Items in a dataset
** begin **

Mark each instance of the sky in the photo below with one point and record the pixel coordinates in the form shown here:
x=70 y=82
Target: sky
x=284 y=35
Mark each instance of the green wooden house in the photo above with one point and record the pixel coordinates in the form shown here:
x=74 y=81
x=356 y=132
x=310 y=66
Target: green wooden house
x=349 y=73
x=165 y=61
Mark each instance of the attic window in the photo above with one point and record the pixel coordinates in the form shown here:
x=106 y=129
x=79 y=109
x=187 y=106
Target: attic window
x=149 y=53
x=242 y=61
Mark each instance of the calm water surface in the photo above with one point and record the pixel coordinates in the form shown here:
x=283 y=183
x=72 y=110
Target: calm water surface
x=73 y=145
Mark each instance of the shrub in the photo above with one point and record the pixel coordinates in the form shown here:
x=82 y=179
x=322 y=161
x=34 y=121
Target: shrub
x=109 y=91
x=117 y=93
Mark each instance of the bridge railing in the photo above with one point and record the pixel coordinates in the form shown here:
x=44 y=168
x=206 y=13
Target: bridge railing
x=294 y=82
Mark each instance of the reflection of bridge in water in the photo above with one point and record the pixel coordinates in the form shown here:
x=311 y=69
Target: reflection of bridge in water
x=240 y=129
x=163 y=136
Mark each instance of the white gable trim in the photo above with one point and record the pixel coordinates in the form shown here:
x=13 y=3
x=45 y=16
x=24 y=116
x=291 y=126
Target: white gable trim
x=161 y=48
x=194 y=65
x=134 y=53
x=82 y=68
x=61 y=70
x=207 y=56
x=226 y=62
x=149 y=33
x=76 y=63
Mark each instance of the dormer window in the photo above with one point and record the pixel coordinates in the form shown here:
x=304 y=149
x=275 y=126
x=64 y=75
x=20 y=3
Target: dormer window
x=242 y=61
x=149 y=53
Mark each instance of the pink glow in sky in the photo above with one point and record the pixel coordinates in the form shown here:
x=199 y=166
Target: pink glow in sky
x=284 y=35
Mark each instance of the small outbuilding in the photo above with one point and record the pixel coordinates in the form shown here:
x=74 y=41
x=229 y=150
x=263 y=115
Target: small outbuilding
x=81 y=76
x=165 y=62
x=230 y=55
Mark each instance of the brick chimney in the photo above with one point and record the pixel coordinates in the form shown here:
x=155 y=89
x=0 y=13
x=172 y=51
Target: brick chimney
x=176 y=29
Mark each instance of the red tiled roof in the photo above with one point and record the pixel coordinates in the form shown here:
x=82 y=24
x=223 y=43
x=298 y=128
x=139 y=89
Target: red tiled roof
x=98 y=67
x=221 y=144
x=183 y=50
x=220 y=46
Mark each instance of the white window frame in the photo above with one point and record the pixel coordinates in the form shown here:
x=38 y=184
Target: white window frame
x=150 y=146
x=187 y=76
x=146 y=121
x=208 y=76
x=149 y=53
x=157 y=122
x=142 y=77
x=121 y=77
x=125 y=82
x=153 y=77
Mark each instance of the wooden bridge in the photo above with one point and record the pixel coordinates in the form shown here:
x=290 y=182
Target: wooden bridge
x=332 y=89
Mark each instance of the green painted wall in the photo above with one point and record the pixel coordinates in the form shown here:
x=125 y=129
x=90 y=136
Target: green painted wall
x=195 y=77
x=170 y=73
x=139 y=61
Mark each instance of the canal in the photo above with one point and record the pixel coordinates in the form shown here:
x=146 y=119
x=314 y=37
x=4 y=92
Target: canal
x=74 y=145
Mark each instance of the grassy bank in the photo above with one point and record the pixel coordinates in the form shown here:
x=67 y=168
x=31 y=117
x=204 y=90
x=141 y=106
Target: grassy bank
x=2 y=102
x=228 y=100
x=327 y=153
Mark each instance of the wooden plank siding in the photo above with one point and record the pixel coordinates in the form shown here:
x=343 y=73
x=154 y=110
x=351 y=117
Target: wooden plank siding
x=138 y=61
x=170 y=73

** end **

*WHAT YOU SHOULD DO:*
Return each of the items above word for word, keeping every line unchanged.

*EXERCISE RESULT:*
Mark each instance of the sky in the photo below with one point and record the pixel coordinates in the form shown here:
x=70 y=82
Target: sky
x=284 y=35
Mark each instance of the green wooden house in the photo above with one point and record the pixel coordinates in the form shown here:
x=74 y=81
x=356 y=132
x=310 y=66
Target: green wooden house
x=349 y=73
x=165 y=61
Mark each instance of the attic window in the photo above with one point and record the pixel coordinates in the form shown here:
x=106 y=129
x=79 y=109
x=187 y=106
Target: attic window
x=149 y=53
x=242 y=61
Mark each instance of the calm water surface in the photo above with one point and record the pixel coordinates in the form shown here:
x=283 y=183
x=72 y=110
Target: calm water surface
x=73 y=145
Mark each instance of the shrub in the photo above with one point and record the pixel coordinates in the form shown here:
x=82 y=179
x=322 y=161
x=34 y=121
Target: shrub
x=109 y=91
x=117 y=93
Mark each instance of the bridge railing in the photo above with one point and record the pixel coordinates in the form shown here:
x=44 y=168
x=206 y=13
Target: bridge railing
x=294 y=82
Mark each instance of the reflection of bridge in water in the photo above with one point and record the pixel coordinates in the form shown here:
x=311 y=69
Target: reflection of bridge in water
x=240 y=129
x=163 y=136
Mark each instance of the white gable trim in the photo above with one point and record the pixel coordinates in the form shown here:
x=13 y=3
x=45 y=16
x=24 y=116
x=291 y=126
Target: white gable trim
x=161 y=48
x=194 y=65
x=134 y=53
x=82 y=68
x=61 y=70
x=207 y=56
x=226 y=62
x=149 y=33
x=76 y=63
Mark each instance of the dormer window in the photo above with one point and record the pixel coordinates in the form shown here:
x=304 y=149
x=275 y=126
x=64 y=75
x=20 y=3
Target: dormer window
x=242 y=61
x=149 y=53
Mark each instance of the pink glow in sky in the photo above with one point and record the pixel coordinates in the form shown here:
x=199 y=166
Target: pink glow in sky
x=284 y=35
Mark each instance of the small outbuilding in the photo above with one point and record the pixel coordinates in the form shown here:
x=74 y=41
x=229 y=150
x=263 y=115
Target: small outbuilding
x=81 y=76
x=165 y=62
x=230 y=55
Mark each instance of the brick chimney in the photo above with one point and record the pixel coordinates in the form shown here:
x=155 y=89
x=0 y=13
x=172 y=51
Target: brick chimney
x=176 y=29
Mark each instance of the red tiled roof in the photo above with one point and record the pixel coordinates in the form shown here:
x=82 y=24
x=223 y=43
x=298 y=128
x=139 y=89
Target: red tiled roof
x=98 y=67
x=221 y=144
x=183 y=50
x=220 y=46
Mark each instance of the white window frame in the photo above with one point and record the pixel coordinates in the form shown here:
x=38 y=184
Target: white window frame
x=150 y=146
x=187 y=76
x=146 y=121
x=208 y=76
x=149 y=53
x=157 y=122
x=142 y=77
x=121 y=77
x=125 y=82
x=153 y=77
Mark each instance of the wooden bridge in the photo above with one point and record the pixel coordinates in the form shown here:
x=290 y=182
Target: wooden bridge
x=332 y=89
Mark each instance of the green painted wall in the photo above with one point and record the pixel coordinates in the form shown here:
x=125 y=129
x=90 y=136
Target: green painted wall
x=195 y=77
x=170 y=73
x=139 y=61
Mark each instance of the canal in the photo above with one point and record the pixel coordinates in the form shown here:
x=146 y=119
x=314 y=37
x=4 y=92
Target: canal
x=74 y=145
Mark each instance of the grassy bank in the photo above with one point and record the pixel coordinates in the form shown here:
x=67 y=168
x=31 y=117
x=204 y=90
x=141 y=106
Target: grassy bank
x=2 y=102
x=228 y=100
x=327 y=153
Mark each instance of the wooden plank siding in the photo above with one point and record the pixel coordinates in the form shown here:
x=343 y=73
x=154 y=110
x=351 y=117
Target: wooden plank siding
x=138 y=61
x=170 y=73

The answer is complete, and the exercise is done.